Description of the task: Take the data below and repeat it exactly.

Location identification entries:
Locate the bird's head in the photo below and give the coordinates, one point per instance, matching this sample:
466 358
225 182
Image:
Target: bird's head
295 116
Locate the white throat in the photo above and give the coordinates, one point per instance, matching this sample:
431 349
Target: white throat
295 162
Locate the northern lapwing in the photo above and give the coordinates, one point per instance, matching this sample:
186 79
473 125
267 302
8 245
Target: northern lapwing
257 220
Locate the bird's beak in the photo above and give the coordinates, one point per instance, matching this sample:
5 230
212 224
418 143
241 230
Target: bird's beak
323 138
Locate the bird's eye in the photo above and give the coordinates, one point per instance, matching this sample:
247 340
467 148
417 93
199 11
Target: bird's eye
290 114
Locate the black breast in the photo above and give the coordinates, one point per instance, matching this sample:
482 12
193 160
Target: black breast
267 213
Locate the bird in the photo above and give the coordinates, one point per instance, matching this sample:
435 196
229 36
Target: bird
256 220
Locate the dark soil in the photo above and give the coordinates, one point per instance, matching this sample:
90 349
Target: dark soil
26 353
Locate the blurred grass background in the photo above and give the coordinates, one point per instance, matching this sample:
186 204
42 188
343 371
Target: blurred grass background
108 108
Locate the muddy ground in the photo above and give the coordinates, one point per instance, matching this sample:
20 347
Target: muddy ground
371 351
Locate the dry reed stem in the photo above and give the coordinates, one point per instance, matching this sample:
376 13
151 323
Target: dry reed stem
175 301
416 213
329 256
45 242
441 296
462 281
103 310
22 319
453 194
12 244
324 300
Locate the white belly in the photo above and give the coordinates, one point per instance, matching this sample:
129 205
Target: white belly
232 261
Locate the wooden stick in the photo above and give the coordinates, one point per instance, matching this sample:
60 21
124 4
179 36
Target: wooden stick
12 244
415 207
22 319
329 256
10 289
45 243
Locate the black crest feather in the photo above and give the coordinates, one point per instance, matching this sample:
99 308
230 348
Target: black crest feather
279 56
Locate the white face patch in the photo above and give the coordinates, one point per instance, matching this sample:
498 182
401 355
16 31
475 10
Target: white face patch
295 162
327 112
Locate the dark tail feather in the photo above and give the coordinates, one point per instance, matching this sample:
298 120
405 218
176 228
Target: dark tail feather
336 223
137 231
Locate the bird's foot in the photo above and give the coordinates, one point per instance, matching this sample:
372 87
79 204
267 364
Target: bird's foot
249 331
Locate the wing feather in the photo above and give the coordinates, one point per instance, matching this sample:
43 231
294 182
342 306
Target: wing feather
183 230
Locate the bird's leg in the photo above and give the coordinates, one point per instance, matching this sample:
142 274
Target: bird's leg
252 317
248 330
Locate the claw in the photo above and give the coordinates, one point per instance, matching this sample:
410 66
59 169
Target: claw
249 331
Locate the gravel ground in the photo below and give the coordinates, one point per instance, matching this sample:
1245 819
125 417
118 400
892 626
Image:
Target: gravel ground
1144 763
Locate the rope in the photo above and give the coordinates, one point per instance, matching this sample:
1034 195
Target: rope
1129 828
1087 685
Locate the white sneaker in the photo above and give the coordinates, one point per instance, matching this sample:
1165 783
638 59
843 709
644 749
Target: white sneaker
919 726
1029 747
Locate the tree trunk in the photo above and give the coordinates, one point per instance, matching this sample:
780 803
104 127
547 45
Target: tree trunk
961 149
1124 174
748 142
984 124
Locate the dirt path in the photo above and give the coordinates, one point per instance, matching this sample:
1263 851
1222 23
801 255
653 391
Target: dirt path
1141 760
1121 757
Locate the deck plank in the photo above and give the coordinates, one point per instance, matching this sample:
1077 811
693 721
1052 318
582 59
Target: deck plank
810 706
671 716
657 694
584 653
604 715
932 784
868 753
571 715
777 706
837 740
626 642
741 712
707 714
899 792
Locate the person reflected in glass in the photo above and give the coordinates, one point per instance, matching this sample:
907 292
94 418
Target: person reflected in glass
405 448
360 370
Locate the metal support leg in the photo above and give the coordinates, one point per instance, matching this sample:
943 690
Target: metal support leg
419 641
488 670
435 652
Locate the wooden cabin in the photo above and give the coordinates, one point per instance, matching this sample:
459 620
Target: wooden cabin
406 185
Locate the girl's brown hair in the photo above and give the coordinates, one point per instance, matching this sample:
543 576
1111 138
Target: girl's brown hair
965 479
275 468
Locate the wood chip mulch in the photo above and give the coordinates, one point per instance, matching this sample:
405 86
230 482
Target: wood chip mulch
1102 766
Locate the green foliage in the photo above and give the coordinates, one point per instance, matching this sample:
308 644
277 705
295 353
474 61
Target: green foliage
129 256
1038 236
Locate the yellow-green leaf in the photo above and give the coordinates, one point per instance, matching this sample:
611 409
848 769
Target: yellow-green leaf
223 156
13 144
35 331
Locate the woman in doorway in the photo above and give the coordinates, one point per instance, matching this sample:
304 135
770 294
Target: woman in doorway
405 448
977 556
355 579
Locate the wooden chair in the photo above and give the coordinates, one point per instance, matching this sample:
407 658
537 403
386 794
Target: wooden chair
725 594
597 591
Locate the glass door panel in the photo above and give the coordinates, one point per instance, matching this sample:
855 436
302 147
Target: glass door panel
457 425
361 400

Solution to the exercise:
Locate the bird's head in the photo below and give the coordinates, one point per instance, matching this sample:
466 358
225 182
Image:
Target: bird's head
295 116
Locate the white throat in the photo above and give the coordinates, one point per instance, matching this sample:
431 349
Target: white throat
295 162
Locate the northern lapwing in the photo above and give the coordinates, one point per instance, matching this sample:
186 79
473 125
267 302
8 245
Target: northern lapwing
257 220
Locate the bird's beak in the photo above and give the coordinates, one point per instance, matching this sample:
5 230
212 224
418 143
241 230
Target: bird's beak
323 138
Locate the bird's eye in the photo above and give the coordinates, one point per instance, matching this sample:
247 340
467 148
417 93
199 11
Target: bird's eye
290 114
Locate the black breast in the photo above and give the coordinates, one point per instance, matching this sample:
482 12
193 160
Target: black breast
267 213
Locate the bird in the photo above and give the coordinates, one point per instance, matching this sample:
435 196
229 36
Target: bird
256 220
Locate the dark soil in the photo above and give the coordinates, one point per instance, matching this sample:
90 349
Target: dark soil
26 353
Locate the blurred grass background in the photo above and give the coordinates, one point per instance, matching this sample:
186 204
42 188
343 371
Target: blurred grass background
108 108
Locate the muddy ground in the photo above and give the coordinates, one point per instance, matching this sample:
20 347
Target: muddy ground
371 351
Locate the dry reed stem in the photo above and give the coordinates, one point per instance, matching this sample:
376 13
151 323
Target: dry reed stem
175 301
416 213
329 256
45 242
441 296
462 281
103 310
22 319
453 194
12 244
324 300
Locate the white belly in the photo above and give the coordinates, one point per instance, matching this sample:
129 205
Target: white belly
232 261
Locate the wooden stick in the photo above and give the coordinates, one point per instance, matching this sample:
60 21
124 4
179 36
Target: wooden stick
12 244
415 207
22 319
329 256
10 289
45 243
Locate the black crest feather in the photo above and give the coordinates, one point per instance, matching this sample:
99 308
230 348
Target: black crest feather
279 56
Locate the white face patch in the photo above and give the coordinates, one point per instance, matching this sample:
498 182
401 355
16 31
475 10
Target: white face patch
295 162
327 112
Locate the dark tail feather in the photo above and give the coordinates, one point per instance, matching this sample:
298 120
405 218
176 228
Target: dark tail feather
336 223
137 231
Locate the bird's foot in the photo above and give the coordinates, one point per instance, matching this sample:
372 87
79 204
267 364
Target: bird's foot
249 331
Locate the wing feather in the photo above and give the coordinates, one point per instance, matching this sample:
43 231
294 182
342 306
Target: wing feather
183 230
Locate the bird's leg in the photo above and give the coordinates, one point per instance, matching this sample:
142 274
Target: bird's leg
252 317
248 330
Locate the claw in the photo above and give the coordinates, one point per instance, matching this sample:
410 66
59 169
Target: claw
249 331
Locate the gravel ground in the photo below and give the coordinates, one point per instance, matching this sample:
1245 819
125 417
118 400
892 626
Image:
Target: gravel ground
1144 763
Locate the rope in the photo above and give the coordinates, one point per instance, matching this sample:
1034 195
Target: rope
1129 828
1087 685
Locate the white sneaker in the photo above and give the coordinates, one point per instance, matching this sample:
1165 783
638 59
843 709
644 749
Target: white sneaker
919 726
1029 747
Locate the tree trunk in the photo above and give the coordinates, one point per instance, matching this sample:
780 803
104 127
547 45
Target: tree trunk
961 149
1124 174
748 142
984 124
Locate the dirt path in the photo above and give the coordinates, one point per instance, matching this sample:
1263 851
1222 23
801 255
653 391
Target: dirt path
1141 760
1121 757
Locate the deck plank in the photo above and give the coordinates, one point per instance, matching this sample:
1077 811
693 721
1052 318
582 59
Target: deck plank
810 706
671 716
657 694
584 653
604 715
932 784
868 753
571 715
777 706
837 740
626 642
741 712
707 714
899 792
Locate the person reflected in glass in the photo above and give the coordinates, one point per instance, matching this sample:
907 292
94 418
Target: person reflected in glass
405 448
360 370
Locate the metal support leg in the photo above and give the coordinates, one point per instance, matching this sample:
943 690
Target: metal support leg
419 641
488 670
435 652
Locate the wooden cabin in the photo above and give the coordinates, one point per instance, matching this sample:
459 620
Target: wooden cabin
406 185
Locate the girl's brown hair in the photo above and give the coordinates, one point per instance, matching this sample:
543 576
1111 138
Target: girl's brown hair
965 479
275 468
Locate the wood chip mulch in the photo above and give the coordinates, one point per instance, matching this sample:
405 86
230 482
Target: wood chip mulch
1102 766
Locate the green foliage in the photo above and give the coordinates, one point per instance, matching this sample:
308 644
277 705
295 353
474 61
Target: green foliage
129 256
1038 236
Locate the yellow-green leaf in the photo above and give the coordinates, one point per instance, matching this sample:
611 409
848 769
Target: yellow-green leaf
223 156
13 144
35 331
Locate the woman in doorway in the photo above and give the coordinates, one point per instance, matching this sample:
304 135
770 294
Target: woman in doorway
405 448
977 556
355 579
Locate the wooden chair in the photo above and give the coordinates, one point per instance, matching this sample:
407 658
537 403
386 794
Target: wooden chair
725 594
597 591
Locate the glass door panel in the photo above and give the coordinates, one point per instance, matching this sample:
855 436
302 147
Target: glass door panel
457 425
361 400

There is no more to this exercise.